(SOURCE INFORMATION)

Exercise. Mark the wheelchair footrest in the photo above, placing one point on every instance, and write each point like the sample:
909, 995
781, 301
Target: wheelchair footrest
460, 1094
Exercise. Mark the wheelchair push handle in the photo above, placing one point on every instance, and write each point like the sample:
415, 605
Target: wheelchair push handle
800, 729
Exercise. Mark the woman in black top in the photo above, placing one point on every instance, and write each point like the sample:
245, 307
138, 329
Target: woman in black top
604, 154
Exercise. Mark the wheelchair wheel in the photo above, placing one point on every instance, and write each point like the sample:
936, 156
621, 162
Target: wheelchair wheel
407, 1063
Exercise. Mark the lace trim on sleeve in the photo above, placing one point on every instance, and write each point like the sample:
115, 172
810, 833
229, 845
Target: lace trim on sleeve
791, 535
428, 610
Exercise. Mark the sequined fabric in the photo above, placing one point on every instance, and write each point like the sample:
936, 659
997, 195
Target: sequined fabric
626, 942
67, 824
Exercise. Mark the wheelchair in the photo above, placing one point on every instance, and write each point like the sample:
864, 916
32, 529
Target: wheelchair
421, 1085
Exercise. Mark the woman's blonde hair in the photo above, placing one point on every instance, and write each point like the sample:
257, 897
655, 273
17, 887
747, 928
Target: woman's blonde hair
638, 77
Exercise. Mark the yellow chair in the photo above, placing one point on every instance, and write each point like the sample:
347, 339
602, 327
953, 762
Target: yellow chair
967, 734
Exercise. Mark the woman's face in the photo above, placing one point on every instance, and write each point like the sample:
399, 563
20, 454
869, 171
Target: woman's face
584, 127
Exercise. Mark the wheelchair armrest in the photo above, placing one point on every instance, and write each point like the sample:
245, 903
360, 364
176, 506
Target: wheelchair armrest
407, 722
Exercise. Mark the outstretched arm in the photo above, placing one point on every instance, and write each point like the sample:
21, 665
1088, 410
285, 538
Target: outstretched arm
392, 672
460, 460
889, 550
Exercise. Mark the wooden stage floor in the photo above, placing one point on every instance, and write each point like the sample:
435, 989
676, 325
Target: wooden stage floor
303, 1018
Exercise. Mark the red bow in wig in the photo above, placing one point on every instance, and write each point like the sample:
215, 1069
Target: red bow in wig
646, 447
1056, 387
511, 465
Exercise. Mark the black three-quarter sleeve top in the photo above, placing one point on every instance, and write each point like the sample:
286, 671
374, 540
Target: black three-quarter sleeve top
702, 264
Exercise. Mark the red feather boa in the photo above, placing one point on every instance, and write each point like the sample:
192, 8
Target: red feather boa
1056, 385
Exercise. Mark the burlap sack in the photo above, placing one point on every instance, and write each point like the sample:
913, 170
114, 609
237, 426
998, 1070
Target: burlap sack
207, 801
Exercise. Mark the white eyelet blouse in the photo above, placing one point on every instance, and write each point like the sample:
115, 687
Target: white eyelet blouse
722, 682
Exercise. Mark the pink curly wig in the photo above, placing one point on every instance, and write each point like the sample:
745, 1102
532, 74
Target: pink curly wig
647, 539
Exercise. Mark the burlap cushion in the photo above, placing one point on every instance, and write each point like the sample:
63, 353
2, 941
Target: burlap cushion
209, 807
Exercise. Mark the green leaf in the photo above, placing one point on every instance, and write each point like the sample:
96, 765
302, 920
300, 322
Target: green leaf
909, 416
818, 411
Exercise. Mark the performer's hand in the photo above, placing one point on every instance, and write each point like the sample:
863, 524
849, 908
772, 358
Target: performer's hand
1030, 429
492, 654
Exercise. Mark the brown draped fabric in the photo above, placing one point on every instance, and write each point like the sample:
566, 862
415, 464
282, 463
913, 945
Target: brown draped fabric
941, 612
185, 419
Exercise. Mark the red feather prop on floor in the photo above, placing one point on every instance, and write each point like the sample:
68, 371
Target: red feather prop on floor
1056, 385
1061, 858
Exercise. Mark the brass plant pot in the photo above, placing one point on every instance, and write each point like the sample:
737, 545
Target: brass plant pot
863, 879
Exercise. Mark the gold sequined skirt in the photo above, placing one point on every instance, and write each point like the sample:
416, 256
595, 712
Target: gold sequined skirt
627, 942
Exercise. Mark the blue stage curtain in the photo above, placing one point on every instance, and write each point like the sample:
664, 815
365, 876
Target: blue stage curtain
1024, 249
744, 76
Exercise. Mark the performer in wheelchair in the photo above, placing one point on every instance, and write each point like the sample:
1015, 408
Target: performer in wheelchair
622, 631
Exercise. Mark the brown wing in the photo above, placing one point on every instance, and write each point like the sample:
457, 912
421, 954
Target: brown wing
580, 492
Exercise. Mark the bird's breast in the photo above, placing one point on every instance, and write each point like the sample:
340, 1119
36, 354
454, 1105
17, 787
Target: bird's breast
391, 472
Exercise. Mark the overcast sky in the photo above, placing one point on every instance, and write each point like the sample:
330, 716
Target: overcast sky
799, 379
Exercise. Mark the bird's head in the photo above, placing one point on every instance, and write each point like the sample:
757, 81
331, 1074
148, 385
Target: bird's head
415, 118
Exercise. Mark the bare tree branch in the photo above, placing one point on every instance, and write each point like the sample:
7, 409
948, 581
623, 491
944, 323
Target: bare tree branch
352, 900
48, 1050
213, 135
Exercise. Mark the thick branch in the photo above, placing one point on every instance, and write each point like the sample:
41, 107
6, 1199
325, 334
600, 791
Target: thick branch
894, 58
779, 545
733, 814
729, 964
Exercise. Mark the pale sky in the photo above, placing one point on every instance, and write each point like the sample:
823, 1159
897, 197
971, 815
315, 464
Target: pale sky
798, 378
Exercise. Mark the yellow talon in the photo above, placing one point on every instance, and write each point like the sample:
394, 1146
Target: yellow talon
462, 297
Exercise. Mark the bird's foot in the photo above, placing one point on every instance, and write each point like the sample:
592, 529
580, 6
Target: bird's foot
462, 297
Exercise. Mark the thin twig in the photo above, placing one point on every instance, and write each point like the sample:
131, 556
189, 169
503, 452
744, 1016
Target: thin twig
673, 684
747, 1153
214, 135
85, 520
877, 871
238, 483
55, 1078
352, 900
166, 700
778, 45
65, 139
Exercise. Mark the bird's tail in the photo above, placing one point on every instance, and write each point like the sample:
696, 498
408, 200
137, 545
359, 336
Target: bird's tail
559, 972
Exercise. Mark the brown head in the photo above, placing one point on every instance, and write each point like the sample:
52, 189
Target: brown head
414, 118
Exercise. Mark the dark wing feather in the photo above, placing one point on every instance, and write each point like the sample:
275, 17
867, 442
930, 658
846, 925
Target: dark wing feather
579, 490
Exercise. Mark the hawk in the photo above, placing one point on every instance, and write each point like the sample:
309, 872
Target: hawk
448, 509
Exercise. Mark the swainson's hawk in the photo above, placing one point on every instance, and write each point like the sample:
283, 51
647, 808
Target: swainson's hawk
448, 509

(End SOURCE INFORMATION)

→ **WHAT THIS TASK INVOLVES**
Go through the records above and write each one out again exactly.

→ **RESPONSE TO THIS TASK**
Exercise. Mark the wheelchair footrest in the photo above, placing one point on every instance, and write each point like the sample:
909, 995
781, 301
Target: wheelchair footrest
460, 1094
Exercise. Mark the wheelchair push handle in the photo above, placing one point on every instance, and write each point like the sample:
415, 605
Target: wheelchair push handle
800, 729
Exercise. Mark the woman in black top in the photo above, placing one point on every instance, and write each point like the sample:
245, 307
138, 329
Target: woman in black top
604, 154
Exercise. Mark the wheelchair wheel in the photo above, placing one point on every instance, and write each point like the sample:
936, 156
621, 162
Target: wheelchair wheel
407, 1063
Exercise. Mark the lace trim on sleeve in the photo above, placing one point on every instance, and write each point like the sample:
115, 172
810, 833
229, 845
Target: lace trim on sleeve
791, 535
428, 610
Exercise. Mark the sequined fabric in the photo above, placing one point on every instance, and write each point like the sample:
936, 659
997, 195
Target: sequined fabric
626, 942
67, 824
Exercise. Mark the wheelchair in the photo above, placing one point on every instance, and write each point like the sample:
864, 916
32, 529
Target: wheelchair
421, 1085
Exercise. Mark the woman's blonde hair in the photo above, placing one point on every instance, and write each point like the sample:
257, 897
655, 273
17, 887
747, 928
Target: woman's blonde hair
638, 77
Exercise. Mark the yellow chair in the photo above, placing one point on every instance, and write each point like the sample:
347, 339
602, 327
953, 762
Target: yellow chair
967, 734
Exercise. Mark the woman's face in the photo above, placing one point on every instance, and write each point like the sample:
399, 563
20, 454
869, 171
Target: woman's face
584, 127
Exercise. Mark the wheelchair armrest in the photo above, placing one point on every instance, and write each point like the sample:
245, 903
360, 364
176, 506
Target: wheelchair armrest
407, 722
Exercise. Mark the outstretched arm in the photo above, placing one point on every instance, and write each point like the sample:
21, 665
1088, 410
285, 538
Target: outstretched arm
392, 672
460, 460
889, 550
Exercise. Mark the wooden stage floor in the photo above, placing one point on every instance, and write each point like the sample:
435, 989
676, 325
Target: wooden stage floor
303, 1018
Exercise. Mark the red bow in wig in the photo above, placing one point on every instance, and write each point like the sample:
215, 1069
Target: red bow in wig
646, 447
1056, 387
511, 465
Exercise. Mark the black three-quarter sleeve top in the photo above, placing one point on every instance, and write each point like the sample:
286, 671
374, 540
Target: black three-quarter sleeve top
702, 264
Exercise. Mark the red feather boa in the photo above, placing one point on every instance, and write each point like the sample:
192, 8
Target: red feather boa
1056, 385
Exercise. Mark the burlap sack in the photo above, placing one point on every instance, and write each point like the sample:
913, 170
114, 609
237, 426
998, 1070
Target: burlap sack
207, 801
Exercise. Mark the white eyelet blouse in the photo above, placing one point on every instance, and write each point like the sample:
115, 687
Target: white eyelet blouse
722, 682
Exercise. Mark the pink curly wig in the photo above, placing one point on every instance, and write each point like the sample:
745, 1102
532, 74
Target: pink curly wig
647, 539
Exercise. Mark the burlap cushion in the photo above, placing one point on every instance, and write each point like the sample:
63, 353
2, 941
Target: burlap cushion
209, 807
Exercise. Mark the green leaf in the photo above, placing one point on every instance, and write each point like the sample:
96, 765
302, 920
300, 322
Target: green leaf
909, 416
818, 411
Exercise. Mark the performer's hand in the photo above, placing one point on every instance, and write each point like the sample:
863, 524
849, 908
772, 358
Target: performer's hand
1030, 429
492, 654
Exercise. Mark the brown draped fabric in the photo above, placing one point on every instance, and write each point like the sample:
566, 862
415, 464
282, 463
913, 945
Target: brown draped fabric
941, 612
185, 419
Exercise. Mark the red feather prop on floor in the photo above, placing one point on every instance, and write each point like the sample:
68, 371
Target: red feather prop on floor
1056, 385
1061, 858
Exercise. Mark the brass plant pot in the photo above, placing one point on every instance, and write each point like the sample:
737, 545
Target: brass plant pot
863, 879
Exercise. Mark the gold sequined skirt in the photo above, placing one point on every instance, and write each point like the sample:
416, 256
595, 712
Target: gold sequined skirt
627, 942
Exercise. Mark the blue stage curtain in the photo above, placing one point on every instance, and write each point like the sample:
664, 815
365, 876
Target: blue stage curtain
1024, 249
744, 76
Exercise. Mark the performer in wheelchair in the photo above, placing one point on every instance, and write each point like the sample:
1015, 408
Target: performer in wheelchair
622, 631
Exercise. Mark the brown wing in the photo above, placing one point on every instance, and write each point like the sample:
457, 912
421, 954
Target: brown wing
580, 492
Exercise. Mark the bird's breast in the photo above, placing one point on every instance, and write each point like the sample:
340, 1119
36, 354
454, 1105
17, 787
Target: bird's breast
391, 472
Exercise. Mark the overcast sky in the photo above, placing one point on every instance, and write each point like the sample:
330, 716
Target: overcast sky
799, 379
Exercise. Mark the bird's head in the photo above, placing one point on every instance, and write each point like the sample:
757, 81
331, 1074
148, 385
Target: bird's head
415, 118
Exercise. Mark the bare tree branch in the photo above, placing one point on every instance, and write each point like the sample:
7, 409
948, 581
623, 491
944, 323
Target: bare tree branch
352, 900
48, 1050
213, 135
Exercise. Mark the thick branch in the photo above, placing one point on every instance, and write each point like the sample:
41, 107
6, 1199
325, 334
600, 791
Target: thick branch
894, 58
779, 545
733, 814
729, 964
Exercise. Mark the pale sky in the photo above, placing one point on every instance, and write each point like the sample:
823, 1159
897, 197
971, 815
315, 464
Target: pale sky
798, 378
Exercise. Mark the yellow talon in the photo above, placing one point on every instance, and write each point like the sample:
394, 1146
Target: yellow talon
462, 297
Exercise. Mark the bird's foot in the photo above, placing one point on every instance, and write each point like the sample:
592, 529
580, 6
Target: bird's foot
462, 297
Exercise. Mark the thin twig in the photo above, placing one point on every instance, and write each point like the sample:
131, 556
189, 169
503, 452
744, 1016
Target: thin twig
673, 684
747, 1153
214, 135
85, 520
877, 871
238, 483
55, 1078
352, 900
166, 700
778, 45
65, 139
Exercise. Mark the bird's tail in the photo above, placing one point on every instance, and write each point like the sample:
696, 498
408, 200
137, 545
359, 336
Target: bird's tail
559, 972
Exercise. Mark the brown head in the photo above, placing one point on every instance, and write each point like the sample:
52, 189
Target: brown head
414, 118
Exercise. Mark the dark wing feather in the photo above, placing one point on every instance, and write each point like the sample:
275, 17
867, 442
930, 658
846, 925
Target: dark wing feather
579, 490
Exercise. Mark the hawk in the photo above, placing one point on every instance, and write each point like the sample:
309, 872
Target: hawk
448, 509
Exercise. Mark the swainson's hawk in the photo above, placing one point on every instance, and write each point like the sample:
283, 51
647, 808
Target: swainson's hawk
448, 509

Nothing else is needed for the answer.